**Instructions to follow**: Turn the rows from the line containing "Return boxes for any outstretched hand" through the line containing "[390,453,433,495]", inclusive, into a two-column CSV with the headers "text" and "answer". Give one line per row, put each field in quotation marks, and replace line breaks with spaces.

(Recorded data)
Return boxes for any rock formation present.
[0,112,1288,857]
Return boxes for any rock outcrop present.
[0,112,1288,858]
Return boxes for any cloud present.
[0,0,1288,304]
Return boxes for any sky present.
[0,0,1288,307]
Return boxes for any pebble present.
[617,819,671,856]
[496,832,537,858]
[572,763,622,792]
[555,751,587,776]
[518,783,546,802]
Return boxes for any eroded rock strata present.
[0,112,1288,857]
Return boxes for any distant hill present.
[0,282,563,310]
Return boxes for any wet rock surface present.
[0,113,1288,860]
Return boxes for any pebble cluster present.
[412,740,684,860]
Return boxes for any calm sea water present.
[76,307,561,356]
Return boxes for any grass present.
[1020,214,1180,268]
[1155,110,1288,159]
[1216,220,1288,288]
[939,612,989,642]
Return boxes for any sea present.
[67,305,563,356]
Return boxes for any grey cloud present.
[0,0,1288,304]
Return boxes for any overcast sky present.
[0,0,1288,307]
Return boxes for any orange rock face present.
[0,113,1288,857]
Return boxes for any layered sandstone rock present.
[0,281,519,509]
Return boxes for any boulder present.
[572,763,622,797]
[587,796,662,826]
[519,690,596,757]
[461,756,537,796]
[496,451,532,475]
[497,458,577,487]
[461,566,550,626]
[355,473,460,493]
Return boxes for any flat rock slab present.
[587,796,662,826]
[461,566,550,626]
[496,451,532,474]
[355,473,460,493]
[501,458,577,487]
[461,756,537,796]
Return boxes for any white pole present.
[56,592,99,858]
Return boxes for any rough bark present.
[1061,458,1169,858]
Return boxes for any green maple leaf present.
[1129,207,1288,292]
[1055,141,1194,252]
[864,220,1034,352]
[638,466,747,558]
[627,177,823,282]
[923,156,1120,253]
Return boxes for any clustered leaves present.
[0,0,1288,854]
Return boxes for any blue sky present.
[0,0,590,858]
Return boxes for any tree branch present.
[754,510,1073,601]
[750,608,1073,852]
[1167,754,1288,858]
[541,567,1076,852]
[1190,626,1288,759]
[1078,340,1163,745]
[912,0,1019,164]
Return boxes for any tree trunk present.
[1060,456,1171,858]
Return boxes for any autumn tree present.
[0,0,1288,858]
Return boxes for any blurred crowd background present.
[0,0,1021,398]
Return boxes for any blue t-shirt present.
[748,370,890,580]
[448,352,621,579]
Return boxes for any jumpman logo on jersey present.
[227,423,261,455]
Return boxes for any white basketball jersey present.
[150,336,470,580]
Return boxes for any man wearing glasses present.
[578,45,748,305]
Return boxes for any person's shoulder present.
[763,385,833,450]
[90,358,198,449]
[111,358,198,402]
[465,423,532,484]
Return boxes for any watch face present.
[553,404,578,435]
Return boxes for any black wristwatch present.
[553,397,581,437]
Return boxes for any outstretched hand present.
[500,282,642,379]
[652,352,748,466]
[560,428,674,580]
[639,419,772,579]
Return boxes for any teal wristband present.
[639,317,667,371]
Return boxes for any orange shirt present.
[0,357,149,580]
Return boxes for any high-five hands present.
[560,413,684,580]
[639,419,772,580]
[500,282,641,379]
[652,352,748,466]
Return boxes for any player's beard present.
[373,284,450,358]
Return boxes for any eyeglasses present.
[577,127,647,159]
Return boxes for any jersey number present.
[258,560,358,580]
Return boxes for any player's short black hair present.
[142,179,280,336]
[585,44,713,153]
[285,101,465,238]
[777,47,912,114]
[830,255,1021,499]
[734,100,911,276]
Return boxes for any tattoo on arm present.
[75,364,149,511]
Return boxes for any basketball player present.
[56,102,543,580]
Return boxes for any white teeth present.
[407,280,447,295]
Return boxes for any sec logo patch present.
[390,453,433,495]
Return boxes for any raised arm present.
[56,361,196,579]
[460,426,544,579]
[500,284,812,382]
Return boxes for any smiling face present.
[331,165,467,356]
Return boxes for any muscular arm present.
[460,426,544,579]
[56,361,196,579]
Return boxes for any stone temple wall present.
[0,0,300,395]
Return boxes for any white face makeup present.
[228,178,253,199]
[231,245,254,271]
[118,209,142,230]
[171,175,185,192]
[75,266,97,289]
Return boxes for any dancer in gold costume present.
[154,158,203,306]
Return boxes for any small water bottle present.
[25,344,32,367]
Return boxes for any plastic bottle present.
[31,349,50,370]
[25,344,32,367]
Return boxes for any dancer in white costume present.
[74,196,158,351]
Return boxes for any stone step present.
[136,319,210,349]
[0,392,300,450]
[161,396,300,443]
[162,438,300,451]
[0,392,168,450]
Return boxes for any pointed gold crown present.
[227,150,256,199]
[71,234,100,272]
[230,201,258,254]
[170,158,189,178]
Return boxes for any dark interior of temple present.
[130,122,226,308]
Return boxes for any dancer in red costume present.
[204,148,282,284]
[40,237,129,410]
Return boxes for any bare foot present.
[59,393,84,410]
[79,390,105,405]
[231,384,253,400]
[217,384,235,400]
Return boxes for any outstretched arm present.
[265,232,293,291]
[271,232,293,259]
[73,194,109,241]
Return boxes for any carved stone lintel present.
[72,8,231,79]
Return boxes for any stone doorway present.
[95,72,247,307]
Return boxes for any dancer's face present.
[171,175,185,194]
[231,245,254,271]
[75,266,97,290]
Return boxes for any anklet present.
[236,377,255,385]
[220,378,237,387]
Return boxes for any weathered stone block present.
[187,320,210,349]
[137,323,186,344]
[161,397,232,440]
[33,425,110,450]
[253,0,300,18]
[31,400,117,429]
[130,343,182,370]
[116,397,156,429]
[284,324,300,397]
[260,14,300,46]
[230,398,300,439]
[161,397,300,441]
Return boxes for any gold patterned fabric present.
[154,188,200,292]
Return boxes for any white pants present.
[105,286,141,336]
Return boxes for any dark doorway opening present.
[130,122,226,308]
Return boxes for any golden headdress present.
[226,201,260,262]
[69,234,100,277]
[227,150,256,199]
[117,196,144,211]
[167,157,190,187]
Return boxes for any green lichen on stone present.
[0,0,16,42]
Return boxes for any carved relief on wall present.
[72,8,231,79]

**Expected answer**:
text,answer
"Return boxes for any outstretched hand present.","[500,282,642,379] [652,352,748,466] [560,428,674,580] [639,419,772,579]"
"Return boxes for any teal wristband present.","[639,317,667,371]"
"Return boxes for any orange shirt present.","[0,357,149,580]"
"Return boxes for any high-five hands present.","[560,413,684,580] [639,419,772,580] [500,282,641,379] [652,352,748,466]"
"Return boxes for any player's beard present.","[373,284,450,358]"
"Return boxes for any eyeglasses present.","[577,127,647,159]"
"Return boxes for any jersey number present.","[258,560,358,580]"
"Return boxes for any player's short black hair present.","[142,179,280,336] [585,44,713,153] [285,101,465,238] [777,47,912,114] [830,255,1021,499] [734,100,911,276]"
"Return boxes for any tattoo on arm present.","[75,364,149,511]"
"Return boxes for any basketball player present.","[56,102,543,580]"
"Return boxes for any white teeth present.","[407,280,447,295]"
"Return boxes for any sec logo patch present.","[390,453,433,495]"